What you are asked to do:
Exactly and without additions, transcribe the line that contains "the arched window" and every line after it in the data.

Working data:
----------------
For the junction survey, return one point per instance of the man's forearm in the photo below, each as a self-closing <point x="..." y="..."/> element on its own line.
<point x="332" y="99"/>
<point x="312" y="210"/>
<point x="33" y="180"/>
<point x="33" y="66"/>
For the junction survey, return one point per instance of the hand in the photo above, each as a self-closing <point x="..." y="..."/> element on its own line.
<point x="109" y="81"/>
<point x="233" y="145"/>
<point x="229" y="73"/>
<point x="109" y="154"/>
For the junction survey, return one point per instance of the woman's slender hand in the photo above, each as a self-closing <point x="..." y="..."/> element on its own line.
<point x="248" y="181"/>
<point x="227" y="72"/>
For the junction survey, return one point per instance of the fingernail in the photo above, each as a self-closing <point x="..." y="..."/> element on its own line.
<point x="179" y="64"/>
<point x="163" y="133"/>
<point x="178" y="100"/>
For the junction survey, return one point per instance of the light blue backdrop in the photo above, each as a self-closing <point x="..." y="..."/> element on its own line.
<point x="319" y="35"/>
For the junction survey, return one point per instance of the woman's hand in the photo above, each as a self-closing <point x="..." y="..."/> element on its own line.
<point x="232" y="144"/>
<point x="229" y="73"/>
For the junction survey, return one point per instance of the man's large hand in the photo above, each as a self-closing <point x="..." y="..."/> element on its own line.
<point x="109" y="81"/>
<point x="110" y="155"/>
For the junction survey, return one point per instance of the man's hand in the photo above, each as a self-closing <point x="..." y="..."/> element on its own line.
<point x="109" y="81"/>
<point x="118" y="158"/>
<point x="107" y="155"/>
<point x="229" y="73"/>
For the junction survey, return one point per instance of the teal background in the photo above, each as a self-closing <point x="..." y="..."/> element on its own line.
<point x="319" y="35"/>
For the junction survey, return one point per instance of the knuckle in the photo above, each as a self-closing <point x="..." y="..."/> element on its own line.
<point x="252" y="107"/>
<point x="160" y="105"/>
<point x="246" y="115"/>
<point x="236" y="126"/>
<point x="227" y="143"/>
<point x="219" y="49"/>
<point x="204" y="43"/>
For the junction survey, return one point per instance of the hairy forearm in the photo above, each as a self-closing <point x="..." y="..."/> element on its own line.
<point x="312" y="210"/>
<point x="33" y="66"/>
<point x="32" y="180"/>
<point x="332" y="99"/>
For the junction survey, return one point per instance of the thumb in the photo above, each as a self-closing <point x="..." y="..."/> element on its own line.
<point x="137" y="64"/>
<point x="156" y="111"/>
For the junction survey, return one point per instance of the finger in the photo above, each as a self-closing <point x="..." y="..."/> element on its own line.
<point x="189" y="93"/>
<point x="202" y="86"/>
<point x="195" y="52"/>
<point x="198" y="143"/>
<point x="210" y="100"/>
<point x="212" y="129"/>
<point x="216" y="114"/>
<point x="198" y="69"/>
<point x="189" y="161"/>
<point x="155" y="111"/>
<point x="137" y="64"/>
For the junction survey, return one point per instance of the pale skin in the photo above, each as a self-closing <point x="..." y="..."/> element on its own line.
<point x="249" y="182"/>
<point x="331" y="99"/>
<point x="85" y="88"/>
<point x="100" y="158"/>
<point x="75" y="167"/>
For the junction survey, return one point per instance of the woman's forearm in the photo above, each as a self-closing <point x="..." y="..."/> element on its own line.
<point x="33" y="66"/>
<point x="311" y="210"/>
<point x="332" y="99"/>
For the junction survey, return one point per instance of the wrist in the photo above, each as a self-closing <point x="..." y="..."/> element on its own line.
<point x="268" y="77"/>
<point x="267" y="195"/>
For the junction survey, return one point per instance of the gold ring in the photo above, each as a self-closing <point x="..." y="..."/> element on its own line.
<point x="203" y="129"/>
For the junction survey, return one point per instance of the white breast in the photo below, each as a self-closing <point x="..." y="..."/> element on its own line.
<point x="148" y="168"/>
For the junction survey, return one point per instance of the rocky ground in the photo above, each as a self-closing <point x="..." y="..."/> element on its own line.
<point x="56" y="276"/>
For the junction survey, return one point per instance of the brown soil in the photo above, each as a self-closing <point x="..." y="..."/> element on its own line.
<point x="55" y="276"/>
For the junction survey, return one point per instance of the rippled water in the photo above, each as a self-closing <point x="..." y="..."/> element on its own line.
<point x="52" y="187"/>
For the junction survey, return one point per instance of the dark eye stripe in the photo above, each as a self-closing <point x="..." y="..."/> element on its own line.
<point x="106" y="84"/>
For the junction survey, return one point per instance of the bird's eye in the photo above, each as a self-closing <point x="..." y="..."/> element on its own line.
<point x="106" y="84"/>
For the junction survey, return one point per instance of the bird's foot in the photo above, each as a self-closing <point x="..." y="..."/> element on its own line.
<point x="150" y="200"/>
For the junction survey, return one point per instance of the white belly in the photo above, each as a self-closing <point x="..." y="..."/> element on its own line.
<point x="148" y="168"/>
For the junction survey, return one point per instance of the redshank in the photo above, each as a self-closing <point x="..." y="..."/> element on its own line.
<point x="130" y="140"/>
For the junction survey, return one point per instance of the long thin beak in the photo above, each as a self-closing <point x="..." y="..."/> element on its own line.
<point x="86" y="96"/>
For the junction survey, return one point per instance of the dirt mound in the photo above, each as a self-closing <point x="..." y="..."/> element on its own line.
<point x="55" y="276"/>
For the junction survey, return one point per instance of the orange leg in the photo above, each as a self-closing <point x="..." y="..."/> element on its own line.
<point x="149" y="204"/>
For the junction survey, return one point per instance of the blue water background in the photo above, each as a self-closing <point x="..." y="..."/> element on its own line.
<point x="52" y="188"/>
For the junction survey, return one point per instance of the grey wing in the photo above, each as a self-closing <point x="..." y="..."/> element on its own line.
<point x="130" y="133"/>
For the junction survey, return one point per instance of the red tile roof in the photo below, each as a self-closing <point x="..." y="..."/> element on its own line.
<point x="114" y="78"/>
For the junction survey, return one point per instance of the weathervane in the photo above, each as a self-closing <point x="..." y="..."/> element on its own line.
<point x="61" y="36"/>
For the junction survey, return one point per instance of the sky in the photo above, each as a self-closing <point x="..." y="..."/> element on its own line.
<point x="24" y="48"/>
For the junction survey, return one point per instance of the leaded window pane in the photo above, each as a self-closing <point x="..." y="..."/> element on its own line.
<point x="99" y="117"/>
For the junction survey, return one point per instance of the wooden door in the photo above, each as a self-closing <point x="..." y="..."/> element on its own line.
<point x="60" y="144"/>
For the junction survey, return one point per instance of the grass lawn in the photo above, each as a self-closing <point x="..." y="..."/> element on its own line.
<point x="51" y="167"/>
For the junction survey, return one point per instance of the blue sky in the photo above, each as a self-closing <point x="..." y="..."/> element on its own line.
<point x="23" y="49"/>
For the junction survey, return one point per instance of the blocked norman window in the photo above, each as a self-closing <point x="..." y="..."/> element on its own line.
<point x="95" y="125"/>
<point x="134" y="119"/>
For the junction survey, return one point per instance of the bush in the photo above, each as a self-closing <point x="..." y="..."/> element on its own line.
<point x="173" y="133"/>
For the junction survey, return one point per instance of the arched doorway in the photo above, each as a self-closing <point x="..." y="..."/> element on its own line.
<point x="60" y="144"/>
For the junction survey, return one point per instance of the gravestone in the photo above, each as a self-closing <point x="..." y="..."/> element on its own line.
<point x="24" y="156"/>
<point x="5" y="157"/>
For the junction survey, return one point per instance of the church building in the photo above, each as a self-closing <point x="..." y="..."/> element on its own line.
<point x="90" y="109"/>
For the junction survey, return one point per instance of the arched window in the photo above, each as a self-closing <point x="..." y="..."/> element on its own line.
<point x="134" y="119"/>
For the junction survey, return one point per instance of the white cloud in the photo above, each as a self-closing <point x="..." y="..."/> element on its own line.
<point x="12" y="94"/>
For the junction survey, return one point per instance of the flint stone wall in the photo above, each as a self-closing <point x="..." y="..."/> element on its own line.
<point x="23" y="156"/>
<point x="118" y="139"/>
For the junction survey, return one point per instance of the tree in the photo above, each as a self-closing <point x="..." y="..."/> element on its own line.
----------------
Solution for this exercise:
For the junction survey, return one point per instance of the arched window in the photo above, each as a self-closing <point x="..." y="..."/> element on its own line.
<point x="134" y="119"/>
For the junction survey, return one point per instance of the white cloud in the photo above, each as a self-closing <point x="..." y="..."/> element on its own line.
<point x="12" y="94"/>
For the junction survey, return one point per instance of the flint stone wall in the photo above, each as a self-closing <point x="..." y="..."/> element on its own line.
<point x="23" y="156"/>
<point x="118" y="139"/>
For the junction survey, return one point per instance of the tree in the photo above, each as a self-closing <point x="..." y="..."/> element on its own line.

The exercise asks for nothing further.